Data to process -
+++

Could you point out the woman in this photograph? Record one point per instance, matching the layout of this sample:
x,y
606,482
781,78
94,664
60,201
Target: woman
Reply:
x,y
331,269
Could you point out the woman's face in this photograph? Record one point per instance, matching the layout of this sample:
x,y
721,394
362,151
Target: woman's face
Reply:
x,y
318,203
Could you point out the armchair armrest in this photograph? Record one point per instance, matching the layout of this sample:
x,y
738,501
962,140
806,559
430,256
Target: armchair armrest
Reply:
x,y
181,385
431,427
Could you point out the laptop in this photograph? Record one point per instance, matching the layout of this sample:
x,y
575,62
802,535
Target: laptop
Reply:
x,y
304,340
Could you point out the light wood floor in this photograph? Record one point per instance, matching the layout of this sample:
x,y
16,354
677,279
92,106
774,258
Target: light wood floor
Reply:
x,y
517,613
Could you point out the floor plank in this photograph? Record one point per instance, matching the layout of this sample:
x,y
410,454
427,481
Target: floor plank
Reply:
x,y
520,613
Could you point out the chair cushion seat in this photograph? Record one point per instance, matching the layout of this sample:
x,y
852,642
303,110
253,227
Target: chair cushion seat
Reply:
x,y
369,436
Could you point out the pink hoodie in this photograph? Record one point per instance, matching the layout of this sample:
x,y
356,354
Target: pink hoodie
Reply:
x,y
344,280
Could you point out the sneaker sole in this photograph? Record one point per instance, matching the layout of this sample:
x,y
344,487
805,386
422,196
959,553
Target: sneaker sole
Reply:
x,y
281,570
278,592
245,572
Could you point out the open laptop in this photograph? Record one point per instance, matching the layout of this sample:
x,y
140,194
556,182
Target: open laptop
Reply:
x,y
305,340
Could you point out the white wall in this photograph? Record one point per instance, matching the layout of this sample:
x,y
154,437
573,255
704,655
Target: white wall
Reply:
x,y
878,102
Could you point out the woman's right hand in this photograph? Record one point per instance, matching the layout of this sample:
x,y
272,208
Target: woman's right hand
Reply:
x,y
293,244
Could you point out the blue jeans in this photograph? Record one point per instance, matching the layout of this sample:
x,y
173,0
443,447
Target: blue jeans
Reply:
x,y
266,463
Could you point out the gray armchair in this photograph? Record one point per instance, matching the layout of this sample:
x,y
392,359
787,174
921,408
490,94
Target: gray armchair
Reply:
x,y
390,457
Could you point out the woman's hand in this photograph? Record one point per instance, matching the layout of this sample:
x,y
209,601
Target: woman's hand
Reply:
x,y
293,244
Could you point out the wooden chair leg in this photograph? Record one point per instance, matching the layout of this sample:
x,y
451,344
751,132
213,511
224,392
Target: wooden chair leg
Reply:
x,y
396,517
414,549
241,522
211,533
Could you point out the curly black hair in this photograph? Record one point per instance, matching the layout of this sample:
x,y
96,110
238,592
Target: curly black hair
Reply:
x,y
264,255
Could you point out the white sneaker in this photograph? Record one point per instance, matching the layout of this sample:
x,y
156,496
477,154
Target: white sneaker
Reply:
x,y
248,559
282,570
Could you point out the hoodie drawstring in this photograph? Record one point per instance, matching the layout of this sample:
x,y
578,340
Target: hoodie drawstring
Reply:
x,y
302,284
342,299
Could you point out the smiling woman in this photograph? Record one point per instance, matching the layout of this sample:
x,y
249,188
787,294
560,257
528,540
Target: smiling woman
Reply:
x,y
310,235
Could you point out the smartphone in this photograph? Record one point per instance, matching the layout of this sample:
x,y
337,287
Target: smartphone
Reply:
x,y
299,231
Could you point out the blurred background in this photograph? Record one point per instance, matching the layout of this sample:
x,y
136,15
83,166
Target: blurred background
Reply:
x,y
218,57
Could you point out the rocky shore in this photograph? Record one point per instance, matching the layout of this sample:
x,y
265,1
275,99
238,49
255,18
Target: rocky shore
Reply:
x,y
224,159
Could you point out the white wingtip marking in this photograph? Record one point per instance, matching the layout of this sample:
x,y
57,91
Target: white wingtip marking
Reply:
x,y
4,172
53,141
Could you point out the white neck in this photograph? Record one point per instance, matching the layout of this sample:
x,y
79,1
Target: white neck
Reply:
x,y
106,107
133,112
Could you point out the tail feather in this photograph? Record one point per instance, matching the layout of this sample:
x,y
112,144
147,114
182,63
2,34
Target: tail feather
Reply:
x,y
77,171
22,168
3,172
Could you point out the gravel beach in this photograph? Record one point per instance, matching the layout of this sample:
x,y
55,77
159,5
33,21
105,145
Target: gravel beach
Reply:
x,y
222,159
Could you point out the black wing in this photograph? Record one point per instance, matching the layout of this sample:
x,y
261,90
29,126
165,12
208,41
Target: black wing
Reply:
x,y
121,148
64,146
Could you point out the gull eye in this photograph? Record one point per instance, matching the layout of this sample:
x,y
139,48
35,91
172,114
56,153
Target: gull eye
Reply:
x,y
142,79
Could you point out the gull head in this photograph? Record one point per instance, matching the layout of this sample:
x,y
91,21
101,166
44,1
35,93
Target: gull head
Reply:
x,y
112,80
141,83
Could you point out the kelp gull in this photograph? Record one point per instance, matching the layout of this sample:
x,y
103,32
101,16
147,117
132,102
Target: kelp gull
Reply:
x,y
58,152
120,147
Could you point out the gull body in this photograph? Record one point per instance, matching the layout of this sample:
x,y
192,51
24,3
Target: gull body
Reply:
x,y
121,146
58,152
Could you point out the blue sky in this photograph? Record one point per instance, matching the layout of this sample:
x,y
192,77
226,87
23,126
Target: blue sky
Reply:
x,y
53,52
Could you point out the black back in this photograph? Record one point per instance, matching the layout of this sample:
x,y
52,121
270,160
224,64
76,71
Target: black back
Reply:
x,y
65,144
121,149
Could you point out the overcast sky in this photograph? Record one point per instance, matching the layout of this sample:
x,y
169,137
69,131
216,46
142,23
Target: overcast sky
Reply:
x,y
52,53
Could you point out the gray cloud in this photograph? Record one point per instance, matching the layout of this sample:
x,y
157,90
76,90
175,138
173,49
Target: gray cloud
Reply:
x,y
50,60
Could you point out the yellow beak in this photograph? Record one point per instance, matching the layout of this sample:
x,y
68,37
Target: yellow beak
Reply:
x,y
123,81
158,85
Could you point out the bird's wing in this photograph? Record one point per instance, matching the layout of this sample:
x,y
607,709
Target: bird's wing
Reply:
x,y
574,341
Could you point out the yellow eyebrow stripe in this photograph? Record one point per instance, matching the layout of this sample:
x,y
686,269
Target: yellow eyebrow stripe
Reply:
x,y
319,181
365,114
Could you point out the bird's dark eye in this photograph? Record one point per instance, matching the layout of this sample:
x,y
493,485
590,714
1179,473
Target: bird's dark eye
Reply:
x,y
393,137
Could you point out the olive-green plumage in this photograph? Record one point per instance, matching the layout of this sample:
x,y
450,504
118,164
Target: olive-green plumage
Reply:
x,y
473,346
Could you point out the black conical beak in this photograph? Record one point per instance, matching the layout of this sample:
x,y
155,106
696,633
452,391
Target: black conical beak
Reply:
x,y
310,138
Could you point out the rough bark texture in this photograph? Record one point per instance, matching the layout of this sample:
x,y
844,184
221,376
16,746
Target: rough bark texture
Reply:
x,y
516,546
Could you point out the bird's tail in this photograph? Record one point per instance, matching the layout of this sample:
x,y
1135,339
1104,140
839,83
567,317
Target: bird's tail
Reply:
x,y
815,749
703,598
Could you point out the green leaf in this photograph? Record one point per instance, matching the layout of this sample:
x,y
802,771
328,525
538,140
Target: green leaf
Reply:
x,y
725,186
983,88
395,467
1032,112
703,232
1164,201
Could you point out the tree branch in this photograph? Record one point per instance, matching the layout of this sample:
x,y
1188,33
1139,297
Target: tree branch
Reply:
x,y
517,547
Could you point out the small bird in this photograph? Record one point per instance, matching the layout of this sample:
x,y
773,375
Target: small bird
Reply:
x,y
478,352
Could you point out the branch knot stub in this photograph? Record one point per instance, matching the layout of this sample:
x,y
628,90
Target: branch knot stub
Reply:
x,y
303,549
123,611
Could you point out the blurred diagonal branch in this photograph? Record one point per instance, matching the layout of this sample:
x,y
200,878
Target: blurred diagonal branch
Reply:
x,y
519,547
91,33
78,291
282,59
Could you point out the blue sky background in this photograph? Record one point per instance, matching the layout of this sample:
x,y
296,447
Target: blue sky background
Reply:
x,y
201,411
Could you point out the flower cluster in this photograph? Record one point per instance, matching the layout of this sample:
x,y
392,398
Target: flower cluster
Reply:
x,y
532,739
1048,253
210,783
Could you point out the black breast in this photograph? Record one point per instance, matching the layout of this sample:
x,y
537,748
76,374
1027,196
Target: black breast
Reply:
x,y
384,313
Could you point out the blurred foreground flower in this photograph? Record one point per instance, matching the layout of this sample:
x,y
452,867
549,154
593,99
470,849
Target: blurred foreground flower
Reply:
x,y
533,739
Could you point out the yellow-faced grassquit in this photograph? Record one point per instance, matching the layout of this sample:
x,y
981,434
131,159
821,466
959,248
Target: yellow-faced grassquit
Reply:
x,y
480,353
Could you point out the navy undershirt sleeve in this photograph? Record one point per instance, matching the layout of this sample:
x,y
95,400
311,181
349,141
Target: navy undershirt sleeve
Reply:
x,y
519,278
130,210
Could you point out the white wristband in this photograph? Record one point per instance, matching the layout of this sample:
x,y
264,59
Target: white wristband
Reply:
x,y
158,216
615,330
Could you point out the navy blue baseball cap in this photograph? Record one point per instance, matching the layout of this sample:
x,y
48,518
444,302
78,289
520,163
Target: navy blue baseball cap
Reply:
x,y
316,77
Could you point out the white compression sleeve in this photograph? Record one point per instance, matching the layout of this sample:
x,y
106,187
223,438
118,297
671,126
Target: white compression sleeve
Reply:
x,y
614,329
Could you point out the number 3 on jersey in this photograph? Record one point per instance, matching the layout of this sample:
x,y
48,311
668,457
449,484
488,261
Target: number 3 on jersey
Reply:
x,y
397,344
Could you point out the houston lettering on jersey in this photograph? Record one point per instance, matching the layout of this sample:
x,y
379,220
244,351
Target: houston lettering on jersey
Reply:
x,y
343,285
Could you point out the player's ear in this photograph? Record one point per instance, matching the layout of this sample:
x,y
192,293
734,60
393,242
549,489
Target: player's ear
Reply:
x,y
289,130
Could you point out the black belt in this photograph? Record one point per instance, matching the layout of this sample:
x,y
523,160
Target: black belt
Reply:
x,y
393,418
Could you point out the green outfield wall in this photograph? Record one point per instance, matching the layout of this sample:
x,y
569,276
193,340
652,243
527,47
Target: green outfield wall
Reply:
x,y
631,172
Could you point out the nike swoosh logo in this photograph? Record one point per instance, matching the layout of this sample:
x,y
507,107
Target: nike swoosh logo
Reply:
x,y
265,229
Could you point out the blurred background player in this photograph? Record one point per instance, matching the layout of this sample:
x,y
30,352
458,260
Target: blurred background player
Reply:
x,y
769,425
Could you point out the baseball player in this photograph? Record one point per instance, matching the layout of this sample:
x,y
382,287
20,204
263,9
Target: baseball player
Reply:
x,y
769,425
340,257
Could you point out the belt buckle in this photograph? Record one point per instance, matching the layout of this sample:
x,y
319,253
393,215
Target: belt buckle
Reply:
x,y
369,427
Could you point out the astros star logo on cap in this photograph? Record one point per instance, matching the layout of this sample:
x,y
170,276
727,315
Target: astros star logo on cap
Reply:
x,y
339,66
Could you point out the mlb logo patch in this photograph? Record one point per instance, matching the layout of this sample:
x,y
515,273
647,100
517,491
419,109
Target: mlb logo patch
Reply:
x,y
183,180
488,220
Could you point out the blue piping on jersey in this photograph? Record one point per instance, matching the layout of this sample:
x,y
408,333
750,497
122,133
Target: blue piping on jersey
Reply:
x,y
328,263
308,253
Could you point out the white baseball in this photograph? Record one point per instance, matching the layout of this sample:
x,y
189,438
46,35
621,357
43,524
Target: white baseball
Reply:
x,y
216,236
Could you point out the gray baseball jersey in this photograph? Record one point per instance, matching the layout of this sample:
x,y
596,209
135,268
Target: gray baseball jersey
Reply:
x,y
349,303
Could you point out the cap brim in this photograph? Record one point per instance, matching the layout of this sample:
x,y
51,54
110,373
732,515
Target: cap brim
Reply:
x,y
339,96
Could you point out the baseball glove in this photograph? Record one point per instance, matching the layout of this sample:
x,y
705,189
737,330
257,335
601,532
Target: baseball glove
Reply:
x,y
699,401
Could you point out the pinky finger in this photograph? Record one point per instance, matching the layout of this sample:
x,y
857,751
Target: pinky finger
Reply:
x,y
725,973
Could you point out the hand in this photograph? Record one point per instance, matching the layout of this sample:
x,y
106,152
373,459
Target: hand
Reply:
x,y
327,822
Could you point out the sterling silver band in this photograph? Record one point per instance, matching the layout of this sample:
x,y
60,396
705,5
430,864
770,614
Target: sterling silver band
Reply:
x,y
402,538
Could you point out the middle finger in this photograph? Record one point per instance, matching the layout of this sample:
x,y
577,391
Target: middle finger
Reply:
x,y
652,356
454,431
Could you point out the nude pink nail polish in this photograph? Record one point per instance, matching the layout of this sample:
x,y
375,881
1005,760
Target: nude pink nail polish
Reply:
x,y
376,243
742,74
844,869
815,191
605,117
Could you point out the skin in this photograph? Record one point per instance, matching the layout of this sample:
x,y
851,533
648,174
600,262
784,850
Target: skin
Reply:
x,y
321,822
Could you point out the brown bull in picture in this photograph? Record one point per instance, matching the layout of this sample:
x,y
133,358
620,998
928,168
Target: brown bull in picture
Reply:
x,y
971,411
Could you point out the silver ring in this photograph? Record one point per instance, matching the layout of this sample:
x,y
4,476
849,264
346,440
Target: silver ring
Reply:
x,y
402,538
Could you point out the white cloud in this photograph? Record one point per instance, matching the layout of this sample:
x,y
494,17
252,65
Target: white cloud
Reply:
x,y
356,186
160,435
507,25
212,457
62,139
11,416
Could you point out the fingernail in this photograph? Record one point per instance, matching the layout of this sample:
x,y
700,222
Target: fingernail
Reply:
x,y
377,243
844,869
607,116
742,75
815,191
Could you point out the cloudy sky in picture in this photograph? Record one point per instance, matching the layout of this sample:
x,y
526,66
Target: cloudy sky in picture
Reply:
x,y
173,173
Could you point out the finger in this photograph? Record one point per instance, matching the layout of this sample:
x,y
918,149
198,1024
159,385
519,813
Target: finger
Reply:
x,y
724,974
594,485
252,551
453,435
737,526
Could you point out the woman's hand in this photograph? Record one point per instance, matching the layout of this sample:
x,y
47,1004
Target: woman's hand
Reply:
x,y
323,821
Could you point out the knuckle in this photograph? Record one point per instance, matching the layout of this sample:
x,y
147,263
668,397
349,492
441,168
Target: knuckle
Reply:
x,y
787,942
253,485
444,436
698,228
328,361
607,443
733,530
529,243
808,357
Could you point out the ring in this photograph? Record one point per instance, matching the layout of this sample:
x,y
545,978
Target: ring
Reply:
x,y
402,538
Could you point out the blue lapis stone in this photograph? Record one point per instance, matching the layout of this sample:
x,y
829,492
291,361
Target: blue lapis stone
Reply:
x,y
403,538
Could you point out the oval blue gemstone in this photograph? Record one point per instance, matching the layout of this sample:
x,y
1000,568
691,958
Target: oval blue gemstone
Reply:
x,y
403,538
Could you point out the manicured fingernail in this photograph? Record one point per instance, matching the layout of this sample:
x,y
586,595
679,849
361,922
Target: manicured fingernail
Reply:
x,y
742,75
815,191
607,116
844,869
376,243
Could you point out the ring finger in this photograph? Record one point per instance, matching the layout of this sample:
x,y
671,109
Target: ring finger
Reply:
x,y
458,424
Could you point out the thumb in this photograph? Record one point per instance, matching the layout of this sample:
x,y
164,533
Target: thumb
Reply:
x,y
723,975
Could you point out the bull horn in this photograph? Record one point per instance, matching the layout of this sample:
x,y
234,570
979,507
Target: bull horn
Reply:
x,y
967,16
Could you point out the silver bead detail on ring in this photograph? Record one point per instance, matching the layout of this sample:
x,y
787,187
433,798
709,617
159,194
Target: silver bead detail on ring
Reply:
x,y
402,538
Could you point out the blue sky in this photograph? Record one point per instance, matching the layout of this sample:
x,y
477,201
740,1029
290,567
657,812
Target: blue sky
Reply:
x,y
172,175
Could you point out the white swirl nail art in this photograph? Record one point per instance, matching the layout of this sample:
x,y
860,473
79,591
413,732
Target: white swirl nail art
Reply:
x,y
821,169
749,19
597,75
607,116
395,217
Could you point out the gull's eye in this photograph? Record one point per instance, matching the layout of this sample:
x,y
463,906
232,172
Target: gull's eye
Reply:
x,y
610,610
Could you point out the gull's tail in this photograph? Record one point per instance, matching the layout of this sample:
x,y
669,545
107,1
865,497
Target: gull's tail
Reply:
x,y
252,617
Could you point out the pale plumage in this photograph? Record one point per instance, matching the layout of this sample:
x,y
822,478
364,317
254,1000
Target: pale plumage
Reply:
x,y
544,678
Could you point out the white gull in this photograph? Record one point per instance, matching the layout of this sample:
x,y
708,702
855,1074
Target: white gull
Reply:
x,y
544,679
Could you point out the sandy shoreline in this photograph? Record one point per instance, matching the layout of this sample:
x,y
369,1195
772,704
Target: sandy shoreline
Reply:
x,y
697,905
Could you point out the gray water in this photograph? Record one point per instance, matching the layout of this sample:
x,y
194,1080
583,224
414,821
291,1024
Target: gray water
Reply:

+++

Job -
Quote every line above, from the one containing "Could you point out the pale" down through the final line, with both ends included.

Solution for this task -
Could you point out the pale plumage in this photograph? Record one point per instance, matching the layout of this sample:
x,y
822,478
364,317
254,1000
Target: pale plumage
Reply:
x,y
544,678
Could you point out the white gull in this photograph? Record one point per instance, matching the layout of this sample:
x,y
708,702
855,1074
Target: white gull
Reply:
x,y
544,679
Could you point out the sandy shoreline in this photograph? Record one point per instance, matching the layout of this sample:
x,y
369,1195
772,704
Target: sandy shoreline
Reply:
x,y
697,905
Could you point out the gray water in this photograph? Record one point per instance, matching the layout of this sample:
x,y
194,1080
583,224
414,821
291,1024
Target: gray water
Reply:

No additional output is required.